>> Begin PASSAGE PROVIDED

# Inquisitor Templates



## Fredrik Svanberg (Jun 24, 2008)

Here are class and npc templates for creating Ragesian inquisitors, including special inquisitor powers that replace some powers that ordinary clerics get.

Ragesian inquisitors are spellcasters (almost exclusively clerics) who revere their leader Leska almost as a god. Inquisitors are typically heretics of gods of fire or magic. Their favored weapon is the hand claw (Katar). They all wear masks to conceal their faces; males favor bear skulls, while female inquisitor masks are more stylized, like masquerade masks.

This template is for customizing an existing creature from the MM, turning it into an elite monster.

*Ragesian Inquisitor Elite Controller (Leader)*
Defenses: +2 Will
Saving Throws: +2
Action Point: 1
Hit Points: +8 per level + Constitution score
Weapon Proficiency: Simple weapons, Katar
Armor Proficiency: Cloth, leather, hide
Trained Skills: Religion and Intimidate plus one other skill from the cleric class list
Class Features: Channel Divinity, Interrogator, burning hands, Implement Holy symbol
Powers: Inquisitors gain cleric prayers.

>> End PASSAGE PROVIDED
>> Begin EXTRACTED ENTRIES

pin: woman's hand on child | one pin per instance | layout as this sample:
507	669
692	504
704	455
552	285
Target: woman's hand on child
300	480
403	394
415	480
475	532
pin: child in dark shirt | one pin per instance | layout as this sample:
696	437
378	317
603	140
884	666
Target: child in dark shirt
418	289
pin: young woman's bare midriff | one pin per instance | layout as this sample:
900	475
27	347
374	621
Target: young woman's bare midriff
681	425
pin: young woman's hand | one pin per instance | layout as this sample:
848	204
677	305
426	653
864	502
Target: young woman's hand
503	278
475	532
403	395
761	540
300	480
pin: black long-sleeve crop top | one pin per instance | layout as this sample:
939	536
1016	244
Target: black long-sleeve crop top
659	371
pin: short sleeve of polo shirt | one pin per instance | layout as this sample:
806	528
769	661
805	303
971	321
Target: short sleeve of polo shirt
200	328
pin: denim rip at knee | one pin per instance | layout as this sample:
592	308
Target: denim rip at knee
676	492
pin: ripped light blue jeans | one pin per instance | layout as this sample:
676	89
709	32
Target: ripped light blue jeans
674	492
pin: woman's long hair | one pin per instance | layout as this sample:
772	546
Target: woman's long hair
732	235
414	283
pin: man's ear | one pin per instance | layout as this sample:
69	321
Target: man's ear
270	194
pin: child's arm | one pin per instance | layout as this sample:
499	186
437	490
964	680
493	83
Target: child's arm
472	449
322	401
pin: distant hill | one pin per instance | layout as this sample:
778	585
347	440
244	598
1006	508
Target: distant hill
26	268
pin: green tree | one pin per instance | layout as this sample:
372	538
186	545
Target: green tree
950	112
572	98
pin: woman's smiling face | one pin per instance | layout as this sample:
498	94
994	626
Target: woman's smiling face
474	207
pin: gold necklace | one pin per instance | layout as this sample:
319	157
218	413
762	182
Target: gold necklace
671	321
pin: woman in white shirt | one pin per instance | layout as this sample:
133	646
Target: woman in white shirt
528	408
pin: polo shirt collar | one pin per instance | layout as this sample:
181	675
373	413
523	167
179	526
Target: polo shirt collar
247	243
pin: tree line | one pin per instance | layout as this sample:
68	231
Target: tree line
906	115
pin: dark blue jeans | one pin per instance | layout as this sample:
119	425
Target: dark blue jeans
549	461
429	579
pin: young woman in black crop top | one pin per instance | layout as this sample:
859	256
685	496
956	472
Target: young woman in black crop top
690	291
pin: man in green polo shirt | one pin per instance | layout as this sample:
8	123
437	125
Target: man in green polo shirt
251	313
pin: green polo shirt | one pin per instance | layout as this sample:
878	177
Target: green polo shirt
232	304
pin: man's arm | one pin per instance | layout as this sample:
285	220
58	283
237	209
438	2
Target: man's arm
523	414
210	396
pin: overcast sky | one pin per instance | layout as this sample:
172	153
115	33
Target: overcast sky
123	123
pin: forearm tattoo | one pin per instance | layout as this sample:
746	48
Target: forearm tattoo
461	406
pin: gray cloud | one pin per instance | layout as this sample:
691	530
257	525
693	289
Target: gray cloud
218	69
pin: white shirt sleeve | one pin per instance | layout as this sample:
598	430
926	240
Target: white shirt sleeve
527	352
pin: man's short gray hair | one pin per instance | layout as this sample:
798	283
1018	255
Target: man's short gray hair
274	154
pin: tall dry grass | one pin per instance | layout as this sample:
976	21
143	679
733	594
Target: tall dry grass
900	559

>> End EXTRACTED ENTRIES
>> Begin EXTRACTED ENTRIES

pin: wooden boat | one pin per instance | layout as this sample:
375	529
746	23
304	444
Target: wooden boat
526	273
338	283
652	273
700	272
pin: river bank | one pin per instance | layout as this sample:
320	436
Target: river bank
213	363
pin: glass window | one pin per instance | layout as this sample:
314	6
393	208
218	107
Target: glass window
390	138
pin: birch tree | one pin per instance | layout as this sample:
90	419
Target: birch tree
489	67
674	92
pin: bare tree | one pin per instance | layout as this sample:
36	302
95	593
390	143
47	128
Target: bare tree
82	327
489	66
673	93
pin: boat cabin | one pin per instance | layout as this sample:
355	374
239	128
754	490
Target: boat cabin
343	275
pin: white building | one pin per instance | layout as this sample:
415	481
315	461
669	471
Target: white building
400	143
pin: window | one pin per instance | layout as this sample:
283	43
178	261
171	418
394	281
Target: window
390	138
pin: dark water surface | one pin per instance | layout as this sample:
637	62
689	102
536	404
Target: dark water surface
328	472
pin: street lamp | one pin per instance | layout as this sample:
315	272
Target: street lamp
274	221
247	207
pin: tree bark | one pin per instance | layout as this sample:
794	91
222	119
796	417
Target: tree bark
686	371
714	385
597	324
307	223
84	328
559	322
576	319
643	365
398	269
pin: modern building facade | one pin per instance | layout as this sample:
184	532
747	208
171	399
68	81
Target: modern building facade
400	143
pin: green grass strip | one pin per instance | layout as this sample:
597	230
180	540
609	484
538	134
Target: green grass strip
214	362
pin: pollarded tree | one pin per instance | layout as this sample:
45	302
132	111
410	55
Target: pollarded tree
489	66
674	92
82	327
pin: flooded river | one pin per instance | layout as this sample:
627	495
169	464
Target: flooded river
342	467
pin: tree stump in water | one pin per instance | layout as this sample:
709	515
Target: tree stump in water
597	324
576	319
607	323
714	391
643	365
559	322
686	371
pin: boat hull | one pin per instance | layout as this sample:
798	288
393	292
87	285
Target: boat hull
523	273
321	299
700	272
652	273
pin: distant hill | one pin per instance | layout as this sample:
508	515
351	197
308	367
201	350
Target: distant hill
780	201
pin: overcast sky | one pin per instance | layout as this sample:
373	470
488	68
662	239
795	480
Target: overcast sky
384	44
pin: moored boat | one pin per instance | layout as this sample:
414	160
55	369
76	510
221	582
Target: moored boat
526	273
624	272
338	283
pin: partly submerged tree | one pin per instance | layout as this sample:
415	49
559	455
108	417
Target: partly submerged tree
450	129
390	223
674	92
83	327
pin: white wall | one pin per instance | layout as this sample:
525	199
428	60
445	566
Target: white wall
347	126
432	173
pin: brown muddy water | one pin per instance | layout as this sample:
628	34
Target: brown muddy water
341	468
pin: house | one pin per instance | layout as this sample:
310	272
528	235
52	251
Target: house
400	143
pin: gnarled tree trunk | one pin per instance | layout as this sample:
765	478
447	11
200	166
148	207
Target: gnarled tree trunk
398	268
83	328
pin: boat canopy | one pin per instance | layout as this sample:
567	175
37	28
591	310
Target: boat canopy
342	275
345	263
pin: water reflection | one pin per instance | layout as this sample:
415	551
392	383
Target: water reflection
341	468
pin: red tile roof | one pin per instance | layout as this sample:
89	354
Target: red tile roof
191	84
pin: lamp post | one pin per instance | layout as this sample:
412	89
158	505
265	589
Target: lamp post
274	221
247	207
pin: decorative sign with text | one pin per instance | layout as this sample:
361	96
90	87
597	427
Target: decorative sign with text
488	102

>> End EXTRACTED ENTRIES

◆ EXERCISES TO COMPLETE ◆
1. Decide whether each statement below agrees with the forum post on inquisitor templates. For each one, answer yes or no and quote the exact words from the post that settle it.
(a) The favored weapon of Ragesian inquisitors is the longsword.
(b) The elite template grants a +2 bonus to Will defense.
(c) Male inquisitors tend to wear stylized masquerade masks.
2. Resume the forum post on inquisitor templates, beginning right after its final line about cleric prayers.

◆ ANSWERS FOR THE EXERCISE ◆
1.
(a) No: "Their favored weapon is the hand claw (Katar)."
(b) Yes: "Defenses: +2 Will"
(c) No: "males favor bear skulls, while female inquisitor masks are more stylized, like masquerade masks."

2.
The template below is for creating regular NPCs.

*Inquisitor NPC*
Power Source: Divine. Role: Controller (Leader)
Defenses: +2 Will
Hit Points: 8 per level + Constitution score
Weapon Proficiency: Simple weapons, Katar
Armor Proficiency: Cloth, leather, hide
Trained Skills: Intimidate, plus one skill from the cleric class list
Class Features: Channel Divinity, Interrogator, burning hands, Implement Holy symbol
Powers: Inquisitors gain cleric prayers.


*Inquisitor Special Abilities*
Inquisitors do not get the Turn Undead and Divine Fortune features of Channel Divinity. Instead they get Rebuke Magic and Reactive Countermagic. Inquisitors are not particularly devoted to healing. Instead of Healing Lore they get Interrogator, which grants a +2 bonus to Intimidate and +1 to attack rolls on powers with the Fear keyword. Instead of healing word they get a special version of burning hands.

Channel Divinity: Reactive Countermagic Cleric Feature
The inquisitor's faith and special training protects him from magic.
Encounter * Divine
Immediate Reaction Personal
Trigger: When hit by a spell or prayer.
Effect: The spell or prayer misses.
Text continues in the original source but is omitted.